Reading text:
....
Greetings-
We've recently had a problem at two different customer sites (that we know
of) where the query optimizer seems to be ignoring an index for a simple
join. The query is simply:
SELECT tbl2.*
FROM tbl1, tbl2
WHERE tbl1.col1 = tbl2.col2
AND tbl1.col3 = ?someinteger
Col1 has a primary key index, col2 has a regular index (with many distinct
values), and col3 also has a regular index (with many distinct values). Tbl1
has 300,00 rows, tbl2 has 3 million rows. We are retrieving ~20 rows from
tbl1 and there are ~10 rows in tbl2 for every row in tbl1, so the query
should retrieve ~200 rows. We are allowing statistics to be automatically
updated by SQL on all indexes.
At first, the query ignores the col2 index and the query analyzer shows it
is doing table scan. Then we re-create the col2 index and re-run the query
and the query analyzer now shows it's being used. Any ideas what's going on?
....
Exercise instructions:
1. According to the post about the query optimizer, how many rows does tbl2 have?
2. Translate this sentence from the query optimizer post into Spanish: "We are allowing statistics to be automatically updated by SQL on all indexes."
3. Continue the post about the ignored index from its last sentence.

Data records:
....
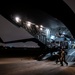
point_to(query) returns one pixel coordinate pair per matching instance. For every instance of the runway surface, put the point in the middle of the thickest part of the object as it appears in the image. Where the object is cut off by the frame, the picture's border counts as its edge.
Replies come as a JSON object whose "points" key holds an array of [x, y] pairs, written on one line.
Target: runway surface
{"points": [[28, 66]]}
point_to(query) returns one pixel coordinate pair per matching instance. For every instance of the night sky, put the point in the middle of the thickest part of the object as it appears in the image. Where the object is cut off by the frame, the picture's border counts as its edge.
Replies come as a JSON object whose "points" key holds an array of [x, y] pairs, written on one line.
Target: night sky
{"points": [[41, 12]]}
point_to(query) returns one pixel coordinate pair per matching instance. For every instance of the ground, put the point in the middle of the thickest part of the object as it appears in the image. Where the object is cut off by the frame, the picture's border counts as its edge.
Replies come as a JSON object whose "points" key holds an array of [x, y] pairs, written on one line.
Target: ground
{"points": [[29, 66]]}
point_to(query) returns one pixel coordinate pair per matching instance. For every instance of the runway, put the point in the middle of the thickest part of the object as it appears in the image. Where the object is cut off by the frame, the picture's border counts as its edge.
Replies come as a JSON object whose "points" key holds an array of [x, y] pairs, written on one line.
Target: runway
{"points": [[29, 66]]}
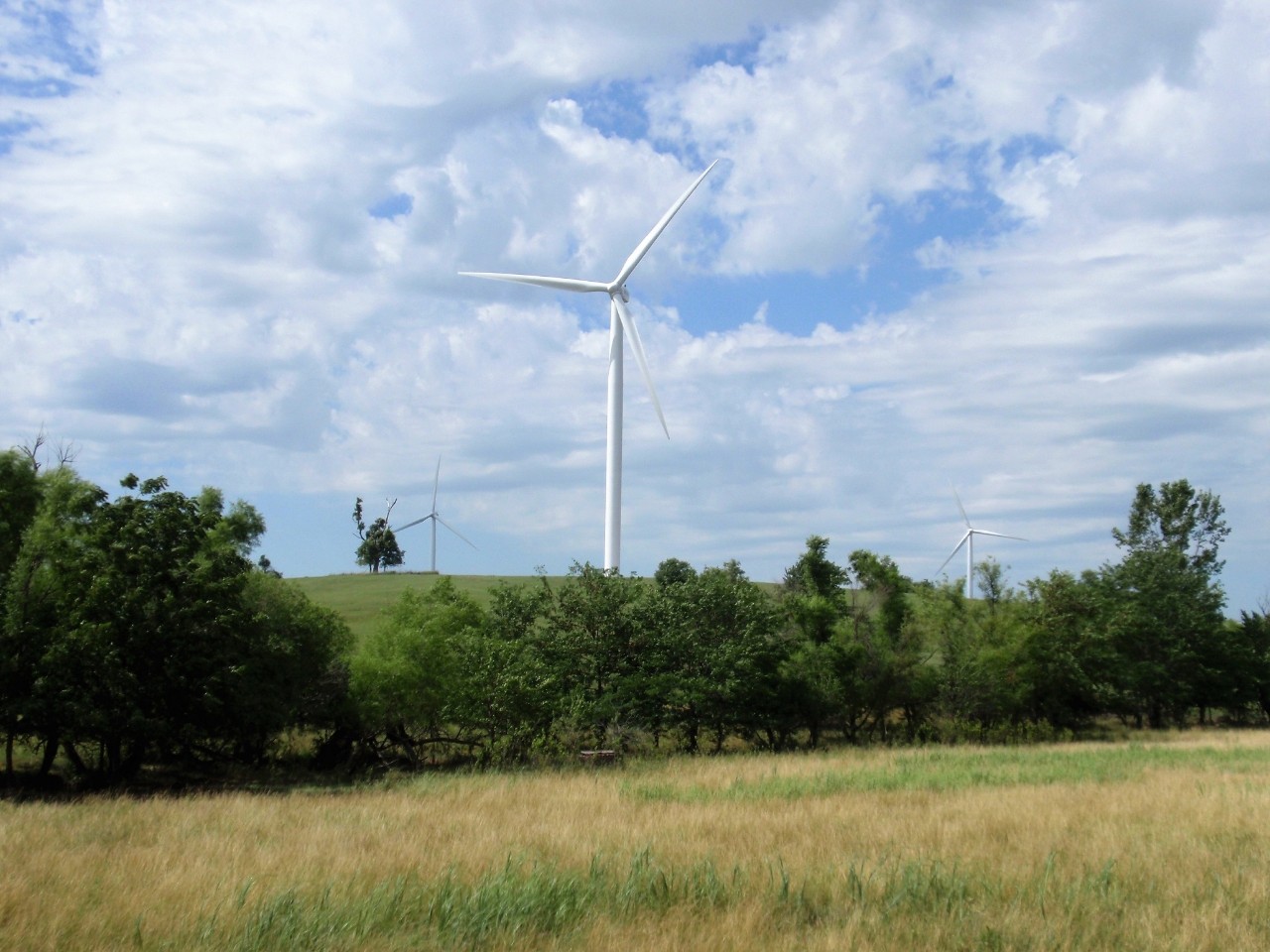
....
Responses:
1. 3 million rows.

2. Estamos permitiendo que SQL actualice automáticamente las estadísticas en todos los índices.

3.
And other than the slow performance, is there any way to detect the problem?How frequently do you update statistics for those tables? Is
AUTO_UPDATE_STATISTICS ON or OFF?
I'd also suggest you stop using the deprecated join syntax, and use
something like:
SELECT tbl2.*
FROM tbl1
inner join tbl2
on tbl1.col1 = tbl2.col2
AND tbl1.col3 = ?someinteger
ML|||Thanks for the suggestions. AUTO_UPDATE_STATISTICS is ON and the indexes are
also set to be automatically updated. I did notice torn page detection was
turned off for that database, which might have contributed to the problem if
it was truly corruption. If a client has this problem again, we'll try
updating the statistics first.
"ML" wrote:
> How frequently do you update statistics for those tables? Is
> AUTO_UPDATE_STATISTICS ON or OFF?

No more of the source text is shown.